→ What you will do
Looking at the entries underneath, work out how many lines contain "shelf". Write only that number.

→ Records shown
···
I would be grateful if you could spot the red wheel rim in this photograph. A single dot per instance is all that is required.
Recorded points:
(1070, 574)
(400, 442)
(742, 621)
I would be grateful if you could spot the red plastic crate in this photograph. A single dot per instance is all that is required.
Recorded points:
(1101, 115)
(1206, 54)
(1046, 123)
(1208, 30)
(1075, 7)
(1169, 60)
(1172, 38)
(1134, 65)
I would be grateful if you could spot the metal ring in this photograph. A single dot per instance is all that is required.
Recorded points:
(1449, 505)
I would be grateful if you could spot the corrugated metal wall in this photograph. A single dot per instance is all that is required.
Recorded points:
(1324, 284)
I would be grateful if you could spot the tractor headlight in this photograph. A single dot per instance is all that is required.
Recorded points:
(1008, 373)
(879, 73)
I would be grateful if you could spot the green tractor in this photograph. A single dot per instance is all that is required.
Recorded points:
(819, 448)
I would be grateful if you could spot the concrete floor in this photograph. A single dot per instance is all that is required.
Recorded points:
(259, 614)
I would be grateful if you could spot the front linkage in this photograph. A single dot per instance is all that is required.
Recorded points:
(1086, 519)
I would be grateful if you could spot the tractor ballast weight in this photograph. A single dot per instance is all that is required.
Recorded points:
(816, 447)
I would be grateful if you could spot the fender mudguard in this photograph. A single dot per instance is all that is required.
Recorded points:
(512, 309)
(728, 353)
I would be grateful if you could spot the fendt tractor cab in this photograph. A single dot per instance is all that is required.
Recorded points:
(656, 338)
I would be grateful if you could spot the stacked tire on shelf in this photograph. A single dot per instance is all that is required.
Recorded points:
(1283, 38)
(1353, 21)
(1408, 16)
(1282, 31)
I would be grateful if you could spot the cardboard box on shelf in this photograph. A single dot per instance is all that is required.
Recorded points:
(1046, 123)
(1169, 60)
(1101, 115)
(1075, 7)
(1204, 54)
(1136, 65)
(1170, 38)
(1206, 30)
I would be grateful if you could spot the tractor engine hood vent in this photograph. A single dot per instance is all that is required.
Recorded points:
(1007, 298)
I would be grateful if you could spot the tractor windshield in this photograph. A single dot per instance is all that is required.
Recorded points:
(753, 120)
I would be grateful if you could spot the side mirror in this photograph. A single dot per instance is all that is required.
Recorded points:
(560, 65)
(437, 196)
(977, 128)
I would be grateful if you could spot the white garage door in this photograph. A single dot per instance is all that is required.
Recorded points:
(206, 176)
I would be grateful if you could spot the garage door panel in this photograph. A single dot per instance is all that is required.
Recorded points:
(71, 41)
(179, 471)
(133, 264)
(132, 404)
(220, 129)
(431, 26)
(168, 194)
···
→ Task output
2